National Czech & Slovak Museum & Library

Source

NCSML Archive

Transcription

Obstacles to Emigrate

“My mother had to sell the house and then my father – since the divorce was pretty nasty – he didn’t want to sign papers, he needed to sign papers for me to leave Slovakia. So he actually didn’t sign the papers; I traveled to Austria and I traveled under an assumed name. Relatives lived in Bratislava, and they had already emigrated. Part of the family emigrated to Canada when, after ’68, the Canadians were taking a lot of Slovaks and Czechs. So part of the family was already in Canada, and they were related to my mother, so I guess they got the idea [for me] to assume one of their names, and we lived with them for about two weeks until I got my story straight.

And how did this make your move easier?

“Well, I don’t think it made it easier; it made it possible to travel with my mother. She traveled under her name and I traveled with my aunt.”

Assimilation

“You do because you need to survive. You need to be able to talk to people, and if you just speak Slovak all the time, they don’t speak Slovak in the store or Czech or Russian – now they speak Spanish – so you have to assimilate. You assimilate language-wise, but cultural-wise, that comes with the system. As you live there, you start doing what other people are doing. For my mother, she had to assimilate to the system once she bought a house, you have to cut the lawn, you have to take care of the shrubs and all that stuff. That was part of life, and with the same saying, ‘If you go Rome, you do as Romans do,’ and ‘If you go to Greece, you do as Greeks do.’ You left that life in Slovakia, and you’re surrounded by English speaking people. You still have the cultural things and you still get together with Slovaks in different organizations, but at the same time you have to live life and you have to work and make a living so you have to assimilate.”

■ **Information given**
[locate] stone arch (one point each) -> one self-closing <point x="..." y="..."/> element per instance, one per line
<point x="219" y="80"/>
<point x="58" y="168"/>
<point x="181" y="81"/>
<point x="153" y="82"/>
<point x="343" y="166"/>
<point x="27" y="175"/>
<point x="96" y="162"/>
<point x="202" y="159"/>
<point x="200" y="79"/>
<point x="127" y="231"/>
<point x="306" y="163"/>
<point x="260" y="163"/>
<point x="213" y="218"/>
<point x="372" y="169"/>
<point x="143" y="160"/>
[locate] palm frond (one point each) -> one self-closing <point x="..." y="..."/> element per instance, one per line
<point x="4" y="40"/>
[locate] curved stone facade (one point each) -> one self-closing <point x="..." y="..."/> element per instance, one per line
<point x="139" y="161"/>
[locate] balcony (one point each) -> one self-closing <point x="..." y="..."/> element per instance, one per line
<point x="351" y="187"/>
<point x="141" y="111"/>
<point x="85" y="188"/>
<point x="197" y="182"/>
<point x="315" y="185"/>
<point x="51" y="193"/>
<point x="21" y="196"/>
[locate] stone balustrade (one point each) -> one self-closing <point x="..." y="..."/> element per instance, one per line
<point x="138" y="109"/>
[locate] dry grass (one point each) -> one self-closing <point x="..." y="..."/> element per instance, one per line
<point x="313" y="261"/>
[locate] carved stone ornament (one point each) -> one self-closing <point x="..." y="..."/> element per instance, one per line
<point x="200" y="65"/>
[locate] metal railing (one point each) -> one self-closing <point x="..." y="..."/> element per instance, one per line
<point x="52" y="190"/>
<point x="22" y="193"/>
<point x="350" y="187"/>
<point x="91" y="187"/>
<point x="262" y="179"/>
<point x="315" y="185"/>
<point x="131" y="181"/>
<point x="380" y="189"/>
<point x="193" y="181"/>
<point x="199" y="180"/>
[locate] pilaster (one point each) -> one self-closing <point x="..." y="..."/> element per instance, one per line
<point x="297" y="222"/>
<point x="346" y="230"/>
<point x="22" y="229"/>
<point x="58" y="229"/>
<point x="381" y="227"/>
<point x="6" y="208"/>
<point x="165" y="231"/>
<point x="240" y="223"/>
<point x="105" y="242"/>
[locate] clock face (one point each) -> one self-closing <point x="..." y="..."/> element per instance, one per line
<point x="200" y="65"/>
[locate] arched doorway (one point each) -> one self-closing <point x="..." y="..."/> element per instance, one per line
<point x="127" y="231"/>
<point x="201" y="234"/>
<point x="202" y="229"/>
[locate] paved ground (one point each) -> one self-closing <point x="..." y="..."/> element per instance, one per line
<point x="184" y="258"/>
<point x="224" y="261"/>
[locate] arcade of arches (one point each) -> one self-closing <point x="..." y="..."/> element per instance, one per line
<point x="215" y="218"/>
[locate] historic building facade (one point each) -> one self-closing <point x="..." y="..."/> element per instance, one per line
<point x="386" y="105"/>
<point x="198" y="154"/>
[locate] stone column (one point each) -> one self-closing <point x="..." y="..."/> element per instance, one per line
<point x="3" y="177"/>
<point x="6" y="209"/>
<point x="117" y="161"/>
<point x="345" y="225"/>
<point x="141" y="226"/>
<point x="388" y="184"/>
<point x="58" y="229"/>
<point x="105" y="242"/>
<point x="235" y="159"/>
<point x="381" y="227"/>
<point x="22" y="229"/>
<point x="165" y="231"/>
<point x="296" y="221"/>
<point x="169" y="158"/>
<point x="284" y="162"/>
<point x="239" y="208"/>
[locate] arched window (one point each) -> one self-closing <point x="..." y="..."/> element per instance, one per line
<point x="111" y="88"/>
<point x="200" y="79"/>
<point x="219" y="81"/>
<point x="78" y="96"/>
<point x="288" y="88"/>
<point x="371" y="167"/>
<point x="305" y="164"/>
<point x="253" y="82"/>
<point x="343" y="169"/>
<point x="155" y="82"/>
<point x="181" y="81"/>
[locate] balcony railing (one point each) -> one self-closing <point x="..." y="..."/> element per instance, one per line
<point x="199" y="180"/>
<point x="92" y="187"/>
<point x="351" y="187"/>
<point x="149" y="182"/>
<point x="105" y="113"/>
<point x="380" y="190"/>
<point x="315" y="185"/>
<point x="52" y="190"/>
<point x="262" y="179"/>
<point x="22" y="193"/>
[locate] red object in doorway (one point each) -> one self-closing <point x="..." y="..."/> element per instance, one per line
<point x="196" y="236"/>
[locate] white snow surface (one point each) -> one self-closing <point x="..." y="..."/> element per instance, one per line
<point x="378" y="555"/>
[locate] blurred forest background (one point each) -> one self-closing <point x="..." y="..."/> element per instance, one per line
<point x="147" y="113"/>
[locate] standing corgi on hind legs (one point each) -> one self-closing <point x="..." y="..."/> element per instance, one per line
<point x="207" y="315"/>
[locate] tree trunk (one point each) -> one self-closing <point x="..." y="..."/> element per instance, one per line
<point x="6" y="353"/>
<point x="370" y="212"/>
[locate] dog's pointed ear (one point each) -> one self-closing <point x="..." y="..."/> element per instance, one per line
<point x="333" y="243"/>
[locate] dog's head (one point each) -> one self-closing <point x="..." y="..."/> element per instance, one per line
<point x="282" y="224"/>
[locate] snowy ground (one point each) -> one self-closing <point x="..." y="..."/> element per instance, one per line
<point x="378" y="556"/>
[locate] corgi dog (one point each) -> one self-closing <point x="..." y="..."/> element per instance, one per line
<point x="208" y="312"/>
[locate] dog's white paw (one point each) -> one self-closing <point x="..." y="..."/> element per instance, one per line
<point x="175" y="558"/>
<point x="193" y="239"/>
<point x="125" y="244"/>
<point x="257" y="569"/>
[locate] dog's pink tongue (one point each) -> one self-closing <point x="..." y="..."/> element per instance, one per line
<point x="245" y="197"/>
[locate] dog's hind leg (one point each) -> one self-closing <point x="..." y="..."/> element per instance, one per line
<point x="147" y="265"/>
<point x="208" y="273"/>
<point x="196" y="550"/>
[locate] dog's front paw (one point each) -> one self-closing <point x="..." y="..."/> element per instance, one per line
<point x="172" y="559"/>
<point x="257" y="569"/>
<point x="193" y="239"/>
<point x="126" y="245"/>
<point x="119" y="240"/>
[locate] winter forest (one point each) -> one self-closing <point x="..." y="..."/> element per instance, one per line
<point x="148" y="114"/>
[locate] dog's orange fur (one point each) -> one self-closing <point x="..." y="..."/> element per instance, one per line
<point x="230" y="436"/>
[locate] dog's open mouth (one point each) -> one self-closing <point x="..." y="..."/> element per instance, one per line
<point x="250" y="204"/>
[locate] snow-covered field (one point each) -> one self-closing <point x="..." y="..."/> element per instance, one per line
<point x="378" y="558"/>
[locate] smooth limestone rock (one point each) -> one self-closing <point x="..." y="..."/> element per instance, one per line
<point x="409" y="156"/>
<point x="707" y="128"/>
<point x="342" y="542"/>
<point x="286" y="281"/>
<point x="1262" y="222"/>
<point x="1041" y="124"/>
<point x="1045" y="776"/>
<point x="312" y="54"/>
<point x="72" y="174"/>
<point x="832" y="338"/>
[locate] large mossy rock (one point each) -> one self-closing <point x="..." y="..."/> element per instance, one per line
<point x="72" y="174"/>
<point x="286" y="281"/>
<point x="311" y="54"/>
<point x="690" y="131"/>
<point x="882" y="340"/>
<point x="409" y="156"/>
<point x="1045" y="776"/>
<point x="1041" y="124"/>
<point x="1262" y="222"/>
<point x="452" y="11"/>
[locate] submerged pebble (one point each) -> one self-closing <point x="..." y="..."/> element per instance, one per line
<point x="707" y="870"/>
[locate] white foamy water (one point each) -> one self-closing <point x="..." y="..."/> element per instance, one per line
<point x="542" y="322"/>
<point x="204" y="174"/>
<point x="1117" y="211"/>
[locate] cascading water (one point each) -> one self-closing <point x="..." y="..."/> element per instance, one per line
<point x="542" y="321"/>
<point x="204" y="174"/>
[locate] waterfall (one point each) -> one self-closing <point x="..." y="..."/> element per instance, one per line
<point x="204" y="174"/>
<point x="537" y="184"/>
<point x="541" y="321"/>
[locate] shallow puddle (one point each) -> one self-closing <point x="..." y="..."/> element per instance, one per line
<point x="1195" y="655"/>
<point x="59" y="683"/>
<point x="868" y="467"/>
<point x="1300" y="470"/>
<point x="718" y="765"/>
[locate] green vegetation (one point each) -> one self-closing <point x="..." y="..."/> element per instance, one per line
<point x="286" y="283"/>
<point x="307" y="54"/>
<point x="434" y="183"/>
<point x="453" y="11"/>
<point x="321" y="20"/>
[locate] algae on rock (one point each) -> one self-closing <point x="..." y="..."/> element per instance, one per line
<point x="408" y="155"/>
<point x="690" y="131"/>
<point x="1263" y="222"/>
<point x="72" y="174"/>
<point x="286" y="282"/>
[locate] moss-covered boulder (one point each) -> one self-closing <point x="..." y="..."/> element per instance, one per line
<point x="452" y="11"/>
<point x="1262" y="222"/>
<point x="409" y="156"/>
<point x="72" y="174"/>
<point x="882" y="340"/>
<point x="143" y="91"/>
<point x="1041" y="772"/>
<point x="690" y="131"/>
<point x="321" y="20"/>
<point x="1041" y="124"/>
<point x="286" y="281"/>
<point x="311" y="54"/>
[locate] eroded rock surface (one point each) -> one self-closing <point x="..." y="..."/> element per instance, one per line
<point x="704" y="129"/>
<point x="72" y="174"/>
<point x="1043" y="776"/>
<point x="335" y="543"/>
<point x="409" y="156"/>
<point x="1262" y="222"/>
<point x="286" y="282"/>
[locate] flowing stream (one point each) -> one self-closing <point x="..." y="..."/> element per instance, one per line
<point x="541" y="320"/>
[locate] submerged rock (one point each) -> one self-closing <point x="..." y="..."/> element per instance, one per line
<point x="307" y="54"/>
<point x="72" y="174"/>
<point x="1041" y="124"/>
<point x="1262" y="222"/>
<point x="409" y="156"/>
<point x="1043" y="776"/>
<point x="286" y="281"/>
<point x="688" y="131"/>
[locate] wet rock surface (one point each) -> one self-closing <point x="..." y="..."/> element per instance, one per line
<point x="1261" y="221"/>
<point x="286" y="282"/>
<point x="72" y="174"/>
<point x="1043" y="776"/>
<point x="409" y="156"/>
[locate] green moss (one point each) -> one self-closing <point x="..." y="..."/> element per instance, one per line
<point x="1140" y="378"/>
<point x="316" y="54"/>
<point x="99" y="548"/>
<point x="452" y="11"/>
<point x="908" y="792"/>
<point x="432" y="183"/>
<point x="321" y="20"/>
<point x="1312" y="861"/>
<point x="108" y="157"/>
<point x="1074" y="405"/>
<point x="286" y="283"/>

■ **Goals**
a – From the emigration interview transcript, extract the passage that opens with the words containing "Obstacles to Emigrate" and closes with "your move easier?", copying it verbatim.
b – Pick up the emigration interview transcript after its final sentence and continue it.

■ **Responses per task**
a –
Obstacles to Emigrate

“My mother had to sell the house and then my father – since the divorce was pretty nasty – he didn’t want to sign papers, he needed to sign papers for me to leave Slovakia. So he actually didn’t sign the papers; I traveled to Austria and I traveled under an assumed name. Relatives lived in Bratislava, and they had already emigrated. Part of the family emigrated to Canada when, after ’68, the Canadians were taking a lot of Slovaks and Czechs. So part of the family was already in Canada, and they were related to my mother, so I guess they got the idea [for me] to assume one of their names, and we lived with them for about two weeks until I got my story straight.

And how did this make your move easier?

b –
U.S. Army

“[We were] trying to discern – let’s say they served in the military – once we learned they served in the military, then we pursued that angle. They were already refugees at that point. If they were able to provide us with valuable information, then we could help them with getting their German visa or permit to stay in Germany, or wherever they wanted to go. If they came to us and they wanted to go to the United States, then we would debrief them and find out, and if we could help them, of course we would help them. We really weren’t interested in how they lived. What we were interested in was if they worked for the police, then we wanted to know how the police operated. If they were in the military, which most of them were, which units they served in and how did that operate. Where were the training sites and stuff like that.”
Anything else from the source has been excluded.